• SELECTED EXCERPT

Mustang
- Agency: Abbott Mead Vickers BBDO
- Client: Diageo
- Language: English
- Running time: 60 seconds
- Product: Guinness draught stout;
- Release date: 2004
- Directed by: Anthony Minghella
- Music by: "Mustang" - Craig Armstrong
- Production company: Paul Weiland Film Company
- Produced by: Carol Powell
- Country: United Kingdom
- Budget: £15m
- Preceded by: Moth
- Followed by: noitulovE
- Official website: http://www.guinness.com/

= Mustang (advertisement) =

Advertising campaign for Guinness beer

Mustang is a 2004 television and cinema advertising campaign promoting Guinness-brand draught stout. It was produced by advertising agency Abbott Mead Vickers BBDO, and aired in Europe, North America, and parts of Asia. The ad was filmed in the United States, and was directed by the Academy Award-winning British film director Anthony Minghella, famous for his work on The English Patient.

• EXERCISE SET
1/ In one to three sentences, explain why the Guinness Mustang article describes director Anthony Minghella as famous.
2/ Please list every region where the Guinness Mustang article says the ad aired.
3/ Pick up the Guinness Mustang article after its final sentence and continue it.
The material that follows comes from a separate source.

• DATA SHOWN
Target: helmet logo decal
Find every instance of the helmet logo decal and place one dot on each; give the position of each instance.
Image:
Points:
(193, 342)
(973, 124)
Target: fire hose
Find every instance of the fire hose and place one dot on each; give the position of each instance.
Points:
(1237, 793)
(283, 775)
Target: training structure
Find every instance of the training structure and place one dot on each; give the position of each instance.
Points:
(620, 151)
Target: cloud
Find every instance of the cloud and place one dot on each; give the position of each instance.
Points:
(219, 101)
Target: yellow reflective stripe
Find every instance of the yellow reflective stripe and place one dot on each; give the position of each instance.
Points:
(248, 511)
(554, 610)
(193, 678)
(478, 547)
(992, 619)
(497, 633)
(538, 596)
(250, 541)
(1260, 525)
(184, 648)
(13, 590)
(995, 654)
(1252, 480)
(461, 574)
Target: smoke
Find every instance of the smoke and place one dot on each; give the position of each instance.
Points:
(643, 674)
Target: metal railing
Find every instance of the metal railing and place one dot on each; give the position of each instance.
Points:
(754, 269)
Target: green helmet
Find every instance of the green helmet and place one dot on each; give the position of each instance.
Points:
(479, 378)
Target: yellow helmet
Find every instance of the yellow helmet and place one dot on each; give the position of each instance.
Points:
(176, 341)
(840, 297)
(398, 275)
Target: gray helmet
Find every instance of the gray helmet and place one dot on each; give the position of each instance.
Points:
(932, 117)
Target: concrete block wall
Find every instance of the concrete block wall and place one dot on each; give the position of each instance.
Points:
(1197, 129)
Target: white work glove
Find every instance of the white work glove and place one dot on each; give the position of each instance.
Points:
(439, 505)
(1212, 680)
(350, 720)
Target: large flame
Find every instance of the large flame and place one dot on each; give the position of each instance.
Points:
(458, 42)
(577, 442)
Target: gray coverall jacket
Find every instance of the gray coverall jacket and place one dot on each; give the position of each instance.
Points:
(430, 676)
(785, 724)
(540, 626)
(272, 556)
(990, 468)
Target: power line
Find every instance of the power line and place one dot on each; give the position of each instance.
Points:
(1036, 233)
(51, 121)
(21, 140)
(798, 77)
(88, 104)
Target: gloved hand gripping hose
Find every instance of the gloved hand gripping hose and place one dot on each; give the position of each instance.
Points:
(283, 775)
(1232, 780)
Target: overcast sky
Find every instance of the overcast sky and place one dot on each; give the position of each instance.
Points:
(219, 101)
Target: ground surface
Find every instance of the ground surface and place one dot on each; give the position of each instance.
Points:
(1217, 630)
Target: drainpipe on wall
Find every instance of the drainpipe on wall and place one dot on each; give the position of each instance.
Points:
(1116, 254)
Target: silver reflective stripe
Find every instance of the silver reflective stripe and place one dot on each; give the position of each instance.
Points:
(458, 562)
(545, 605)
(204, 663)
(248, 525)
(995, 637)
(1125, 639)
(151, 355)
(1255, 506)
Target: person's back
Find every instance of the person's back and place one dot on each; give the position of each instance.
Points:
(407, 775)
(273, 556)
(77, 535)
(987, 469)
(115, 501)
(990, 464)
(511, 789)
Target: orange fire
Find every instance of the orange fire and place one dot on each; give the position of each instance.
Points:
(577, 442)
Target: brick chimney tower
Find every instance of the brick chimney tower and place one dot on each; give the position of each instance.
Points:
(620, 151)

• PER-TASK ANSWERS
1/ The article calls Anthony Minghella famous for his work on The English Patient. It also identifies him as an Academy Award-winning British film director.

2/
- Europe
- North America
- Parts of Asia

3/
The sequence revolves around a man sent to a prison camp in the Midwestern United States, where he is instructed to train wild mustangs. A prisoner stares down one of the mustangs before opening the gate to release him. The prisoner is charged with retrieving the horse, and the piece ends with the man riding the horse across the plains, over the strapline "a story of darkness and light".

Mustang was the last Guinness advertisement to use the strapline, following the earlier Moth. After Mustang, Abbott Mead Vickers chose to return to its established "Good things come to those who wait" campaign, the next piece of which (noitulovE) aired in 2005.